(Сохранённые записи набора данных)
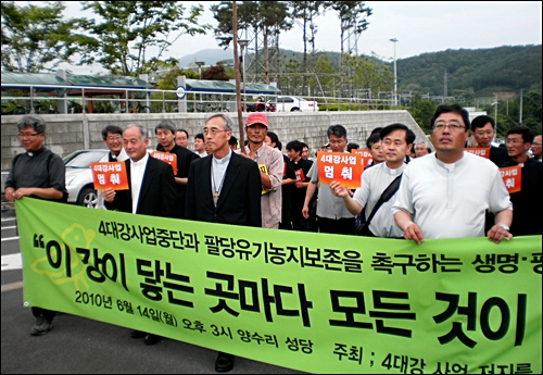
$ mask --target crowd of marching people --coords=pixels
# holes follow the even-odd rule
[[[404,124],[376,128],[366,141],[370,165],[352,189],[339,180],[319,182],[319,160],[310,158],[301,140],[280,140],[266,114],[245,121],[247,145],[232,135],[228,115],[212,114],[188,149],[189,134],[169,120],[159,122],[156,150],[175,153],[176,164],[148,152],[148,129],[140,125],[102,130],[110,153],[102,162],[124,162],[128,189],[99,191],[97,209],[132,214],[222,223],[269,229],[414,240],[488,237],[500,243],[514,236],[542,234],[541,135],[526,126],[508,129],[505,148],[493,143],[495,123],[489,116],[471,122],[457,104],[440,105],[431,118],[430,141],[416,142]],[[46,123],[25,116],[17,124],[26,152],[16,155],[5,183],[5,198],[34,197],[65,201],[62,159],[43,147]],[[321,149],[350,153],[342,125],[327,129]],[[469,140],[469,142],[468,142]],[[476,155],[467,146],[490,150]],[[521,168],[520,189],[509,193],[502,167]],[[31,335],[52,327],[54,312],[33,308]],[[134,330],[134,338],[153,345],[160,337]],[[230,371],[233,355],[219,352],[215,370]]]

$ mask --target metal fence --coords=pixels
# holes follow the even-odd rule
[[[275,95],[243,93],[242,109],[257,98],[276,101]],[[281,96],[279,96],[281,97]],[[302,97],[316,101],[319,111],[390,110],[394,100],[337,97]],[[45,113],[186,113],[236,112],[233,92],[186,91],[126,87],[2,84],[2,114]],[[313,111],[317,111],[316,108]]]

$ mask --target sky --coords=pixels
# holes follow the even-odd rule
[[[33,1],[33,3],[39,3]],[[188,7],[194,2],[184,1]],[[202,2],[205,8],[200,24],[216,26],[210,11],[214,2]],[[66,17],[91,17],[76,1],[65,2]],[[447,49],[481,49],[501,46],[541,45],[541,1],[366,1],[372,9],[367,17],[369,26],[358,39],[358,53],[375,53],[393,61],[427,52]],[[316,48],[340,51],[340,27],[337,15],[328,11],[316,20]],[[397,42],[390,39],[395,38]],[[281,34],[280,47],[303,51],[302,29]],[[177,59],[207,48],[218,48],[213,32],[205,36],[181,36],[167,57]],[[233,49],[229,48],[232,51]],[[89,73],[86,67],[71,67],[74,73]],[[99,67],[93,67],[96,72]]]

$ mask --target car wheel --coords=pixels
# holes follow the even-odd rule
[[[97,205],[97,199],[98,199],[97,190],[92,188],[85,188],[79,195],[78,204],[83,207],[88,207],[89,209],[93,209]]]

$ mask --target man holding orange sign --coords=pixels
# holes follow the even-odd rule
[[[175,187],[177,190],[176,216],[185,218],[185,198],[187,196],[187,183],[189,180],[189,167],[198,155],[175,142],[175,124],[171,120],[162,120],[154,128],[159,140],[156,151],[151,157],[162,160],[174,170]]]
[[[403,124],[392,124],[381,133],[381,148],[384,153],[384,163],[368,168],[362,175],[362,186],[351,198],[344,184],[333,182],[330,188],[336,197],[343,198],[348,210],[357,215],[366,208],[366,228],[363,235],[368,237],[403,237],[403,230],[394,222],[392,203],[400,186],[400,179],[408,154],[415,141],[415,133]],[[387,191],[387,193],[386,193]]]
[[[350,164],[351,166],[354,166],[351,164],[351,157],[358,158],[358,165],[361,165],[361,157],[359,155],[354,155],[345,151],[346,148],[346,129],[342,125],[332,125],[328,128],[327,130],[328,135],[328,140],[330,145],[330,150],[332,152],[341,152],[340,155],[332,155],[331,160],[332,162],[334,161],[334,157],[337,158],[344,158],[345,164]],[[323,154],[327,154],[327,152],[323,152]],[[328,160],[328,158],[325,157],[325,160]],[[341,159],[340,159],[341,161]],[[319,175],[319,164],[321,164],[323,161],[319,160],[317,157],[317,161],[313,163],[313,166],[308,173],[308,177],[311,178],[311,183],[307,186],[307,192],[305,195],[305,201],[304,201],[304,207],[302,209],[302,214],[305,218],[310,217],[310,201],[313,198],[313,195],[315,193],[315,190],[317,189],[317,184],[320,182],[320,175]],[[361,171],[354,171],[354,170],[344,170],[341,168],[343,172],[343,179],[344,180],[352,180],[355,183],[352,183],[354,185],[352,186],[359,186],[361,183],[361,175],[362,175],[362,170]],[[328,168],[328,173],[330,173],[331,170]],[[334,171],[336,172],[336,171]],[[333,173],[334,173],[333,172]],[[341,172],[340,172],[341,175]],[[336,176],[333,174],[332,176]],[[326,175],[325,175],[326,177]],[[330,182],[333,180],[333,178],[329,179]],[[319,232],[321,233],[331,233],[331,234],[337,234],[337,235],[354,235],[354,229],[355,229],[355,222],[354,222],[354,215],[349,212],[349,210],[345,208],[345,204],[343,204],[343,199],[340,197],[336,197],[330,189],[329,185],[325,185],[326,183],[323,182],[320,184],[320,187],[318,189],[318,204],[317,204],[317,223],[318,223],[318,228]],[[357,184],[357,185],[356,185]]]

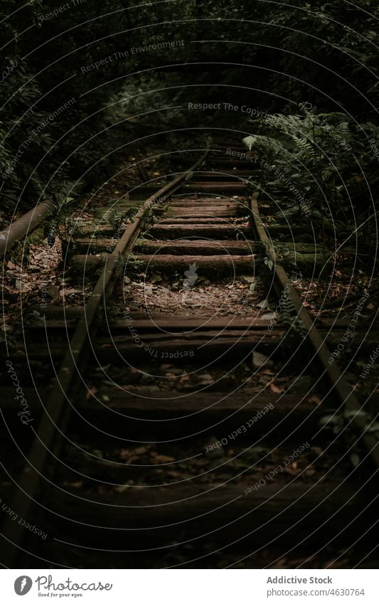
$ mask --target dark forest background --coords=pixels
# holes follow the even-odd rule
[[[365,203],[368,186],[372,194],[379,176],[376,1],[1,0],[0,6],[1,211],[73,188],[75,194],[108,178],[117,149],[129,140],[131,116],[139,116],[146,135],[149,127],[154,135],[184,129],[200,138],[202,129],[221,128],[242,138],[257,125],[262,136],[262,124],[252,124],[246,112],[223,105],[191,111],[190,102],[281,114],[283,141],[289,136],[301,161],[319,169],[342,209],[346,183],[357,203]],[[297,126],[285,116],[297,116]],[[303,143],[293,136],[301,124]],[[325,124],[336,136],[326,139]],[[314,152],[311,146],[307,159],[309,132]],[[344,155],[341,139],[350,149]],[[320,141],[329,160],[338,160],[343,185],[331,174],[330,161],[314,152]]]

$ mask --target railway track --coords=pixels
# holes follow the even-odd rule
[[[82,305],[32,309],[4,359],[8,566],[372,559],[378,440],[329,362],[345,323],[306,312],[311,263],[279,261],[288,227],[265,228],[252,157],[236,141],[198,156],[116,226],[112,207],[76,224],[63,279]]]

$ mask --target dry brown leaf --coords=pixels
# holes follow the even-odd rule
[[[282,386],[277,386],[276,384],[271,382],[269,383],[269,388],[274,394],[282,394],[285,392],[285,388],[283,388]]]
[[[175,460],[174,457],[170,457],[169,455],[158,455],[156,453],[153,455],[153,463],[172,463]]]
[[[95,396],[97,392],[97,388],[96,388],[96,386],[92,386],[92,388],[90,388],[89,390],[87,391],[87,394],[85,395],[85,398],[86,398],[87,401],[88,401],[88,399],[90,398],[91,396]]]

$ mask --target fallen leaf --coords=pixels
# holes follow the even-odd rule
[[[283,393],[285,392],[285,389],[282,386],[277,386],[276,384],[272,383],[272,382],[269,383],[269,388],[274,394],[283,394]]]
[[[175,460],[174,457],[170,457],[169,455],[159,455],[154,451],[151,452],[153,457],[153,463],[172,463]]]

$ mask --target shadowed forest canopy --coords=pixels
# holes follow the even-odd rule
[[[299,114],[303,102],[346,114],[339,124],[369,124],[361,138],[377,137],[372,0],[1,6],[3,210],[106,179],[132,115],[156,130],[206,124],[236,127],[242,138],[260,112]],[[204,103],[216,110],[191,108]],[[373,144],[362,142],[359,153],[375,180]]]

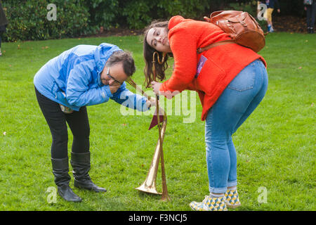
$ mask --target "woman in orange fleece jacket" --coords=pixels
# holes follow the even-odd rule
[[[202,202],[192,202],[194,210],[227,210],[226,206],[240,205],[232,135],[258,106],[268,87],[265,61],[250,49],[227,44],[197,53],[199,47],[227,39],[230,37],[218,27],[180,15],[153,22],[145,32],[147,86],[151,84],[155,94],[167,98],[185,89],[195,90],[203,107],[210,195]],[[165,56],[162,65],[155,63],[157,77],[166,78],[170,56],[174,58],[173,72],[163,83],[148,84],[153,78],[154,51],[160,58]]]

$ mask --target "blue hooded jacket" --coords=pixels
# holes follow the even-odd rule
[[[84,105],[107,102],[109,98],[139,111],[148,110],[147,98],[126,89],[125,82],[112,94],[101,82],[100,74],[107,59],[117,51],[115,45],[79,45],[46,63],[35,75],[34,84],[46,98],[79,111]]]

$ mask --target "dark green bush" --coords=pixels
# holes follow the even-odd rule
[[[47,6],[55,4],[57,20],[49,21]],[[9,21],[4,39],[41,40],[75,37],[91,32],[88,12],[76,0],[6,1],[3,3]]]
[[[256,14],[256,0],[6,0],[9,20],[4,40],[38,40],[95,34],[100,27],[143,29],[155,19],[175,15],[203,20],[211,12],[239,10]],[[303,0],[279,0],[282,15],[303,14]],[[57,20],[46,18],[48,4],[57,6]],[[264,22],[261,21],[261,25]]]

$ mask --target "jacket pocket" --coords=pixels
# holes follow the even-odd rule
[[[254,65],[251,63],[244,68],[228,84],[228,88],[238,91],[244,91],[254,88],[255,83]]]

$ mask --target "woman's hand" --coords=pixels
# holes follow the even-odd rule
[[[157,105],[156,98],[151,97],[150,100],[147,100],[146,101],[147,108],[150,108],[150,107],[152,107],[152,106],[156,106],[156,105]]]
[[[155,94],[159,95],[159,88],[160,88],[160,86],[162,84],[162,83],[152,82],[151,84],[152,84],[152,91],[154,92]]]
[[[114,94],[119,89],[121,85],[109,85],[110,91],[111,91],[112,94]]]

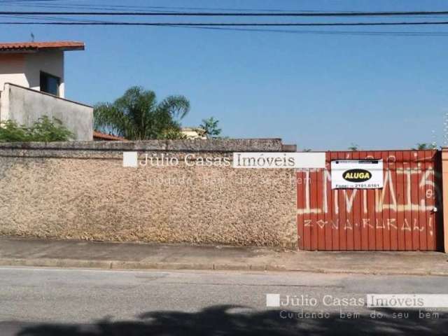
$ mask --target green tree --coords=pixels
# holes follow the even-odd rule
[[[46,115],[39,118],[30,127],[19,125],[14,120],[0,122],[1,142],[66,141],[74,137],[62,122]]]
[[[123,136],[128,140],[173,139],[178,136],[179,120],[190,111],[183,96],[169,96],[158,102],[153,91],[134,86],[113,103],[94,106],[97,130]]]
[[[199,127],[205,131],[204,135],[207,138],[218,138],[222,131],[220,128],[218,128],[218,119],[210,117],[208,119],[202,119],[202,123]]]

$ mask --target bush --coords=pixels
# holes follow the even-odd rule
[[[14,120],[0,122],[1,142],[66,141],[74,136],[61,120],[55,118],[50,120],[46,115],[30,127],[19,125]]]

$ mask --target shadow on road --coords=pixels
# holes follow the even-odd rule
[[[438,318],[421,318],[418,310],[377,309],[382,318],[364,312],[358,319],[341,318],[340,313],[328,318],[298,318],[280,310],[254,312],[235,306],[212,306],[200,312],[150,312],[135,321],[108,319],[92,325],[38,324],[24,328],[20,336],[143,336],[217,335],[284,336],[300,335],[442,335],[448,330],[448,313]],[[393,318],[393,314],[408,314],[408,318]],[[288,315],[289,313],[289,315]]]

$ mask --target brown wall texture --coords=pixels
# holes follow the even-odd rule
[[[286,149],[280,139],[1,144],[0,234],[295,248],[294,169],[196,164]],[[124,150],[180,162],[125,168]]]

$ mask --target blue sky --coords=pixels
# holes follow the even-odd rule
[[[123,2],[61,0],[52,4]],[[130,0],[125,4],[330,11],[448,10],[447,1],[435,0]],[[0,6],[0,10],[13,9],[51,8],[4,3]],[[447,17],[443,19],[448,20]],[[412,20],[415,19],[400,19]],[[425,20],[433,19],[421,19]],[[1,28],[0,41],[4,42],[29,41],[32,31],[36,41],[85,43],[85,51],[66,54],[69,99],[88,104],[113,101],[127,88],[138,85],[155,91],[160,98],[171,94],[186,95],[192,109],[183,120],[184,125],[197,125],[202,118],[213,115],[220,120],[224,135],[231,137],[280,137],[299,148],[313,150],[344,150],[351,143],[363,149],[409,148],[435,138],[438,145],[442,144],[444,115],[448,113],[447,36],[329,35],[150,27]],[[448,32],[444,26],[294,29]]]

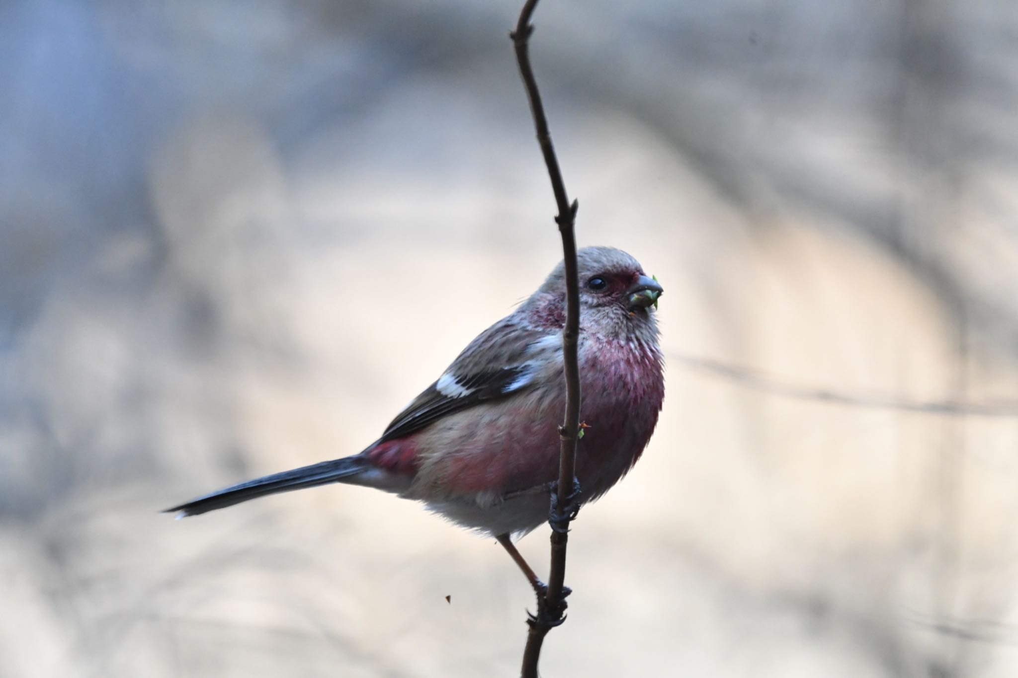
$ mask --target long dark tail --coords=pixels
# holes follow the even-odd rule
[[[167,508],[163,512],[179,512],[178,517],[199,515],[277,492],[291,492],[292,490],[302,490],[305,487],[336,483],[344,478],[355,476],[367,468],[370,467],[366,459],[359,454],[332,461],[322,461],[309,467],[301,467],[292,471],[284,471],[281,474],[256,478],[246,483],[231,485],[197,499],[192,499],[185,504]]]

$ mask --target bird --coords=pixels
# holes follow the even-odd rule
[[[640,457],[665,396],[656,318],[664,289],[613,247],[576,253],[577,354],[582,437],[573,513],[614,486]],[[423,502],[495,539],[539,592],[516,550],[549,519],[565,410],[566,275],[560,261],[512,313],[474,338],[362,451],[257,478],[165,509],[199,515],[280,492],[335,483]],[[554,523],[553,523],[554,527]]]

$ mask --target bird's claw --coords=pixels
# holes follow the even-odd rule
[[[569,607],[569,604],[566,603],[566,597],[572,593],[572,589],[562,587],[562,595],[554,607],[548,605],[548,584],[544,581],[538,581],[533,587],[533,591],[538,594],[538,614],[534,615],[527,612],[526,623],[530,626],[543,626],[545,628],[561,626],[566,620],[566,608]]]
[[[579,481],[575,477],[573,478],[572,491],[564,503],[560,502],[558,492],[554,488],[552,489],[552,506],[548,511],[548,522],[552,526],[552,530],[559,534],[569,532],[569,523],[579,513],[580,496]]]

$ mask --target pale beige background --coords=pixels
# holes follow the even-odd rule
[[[511,4],[5,5],[0,676],[514,675],[525,581],[417,505],[157,513],[359,450],[558,260]],[[547,4],[668,385],[544,675],[1016,675],[1012,3]]]

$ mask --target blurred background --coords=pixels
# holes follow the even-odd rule
[[[0,675],[516,674],[526,582],[418,505],[158,511],[358,451],[558,261],[517,4],[0,4]],[[535,19],[668,363],[544,674],[1018,675],[1018,4]]]

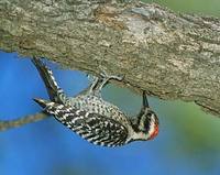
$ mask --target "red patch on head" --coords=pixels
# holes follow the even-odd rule
[[[155,125],[154,125],[154,131],[153,131],[152,134],[148,136],[148,140],[154,139],[157,134],[158,134],[158,124],[155,124]]]

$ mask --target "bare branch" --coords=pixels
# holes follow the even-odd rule
[[[36,122],[36,121],[43,120],[47,117],[48,116],[46,116],[45,113],[38,112],[35,114],[29,114],[29,116],[25,116],[25,117],[22,117],[19,119],[14,119],[14,120],[7,120],[7,121],[0,120],[0,131],[4,131],[4,130],[12,129],[12,128],[21,127],[23,124]]]
[[[3,0],[0,48],[100,74],[220,114],[220,20],[135,0]]]

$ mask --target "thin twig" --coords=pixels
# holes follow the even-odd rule
[[[45,114],[44,112],[38,112],[35,114],[29,114],[29,116],[25,116],[25,117],[22,117],[19,119],[14,119],[14,120],[6,120],[6,121],[0,120],[0,131],[4,131],[4,130],[12,129],[12,128],[21,127],[23,124],[40,121],[47,117],[48,116]]]

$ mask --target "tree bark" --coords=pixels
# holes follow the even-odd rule
[[[135,0],[1,0],[0,48],[220,114],[220,20]]]

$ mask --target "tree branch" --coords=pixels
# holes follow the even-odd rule
[[[113,0],[3,0],[0,48],[100,74],[220,114],[220,20]]]
[[[7,120],[7,121],[0,120],[0,131],[4,131],[11,128],[16,128],[23,124],[32,123],[32,122],[45,119],[48,116],[46,116],[45,113],[38,112],[35,114],[29,114],[26,117],[22,117],[20,119]]]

# [Требуемое задание]
Выберите из приведённых выше записей все строки, в которых встречается слово «blue», и перепишите их. Регистр букв учитывается.

# [Результат]
$ mask --target "blue hooded jacket" --coords=pixels
$ mask --target blue sky --coords=pixels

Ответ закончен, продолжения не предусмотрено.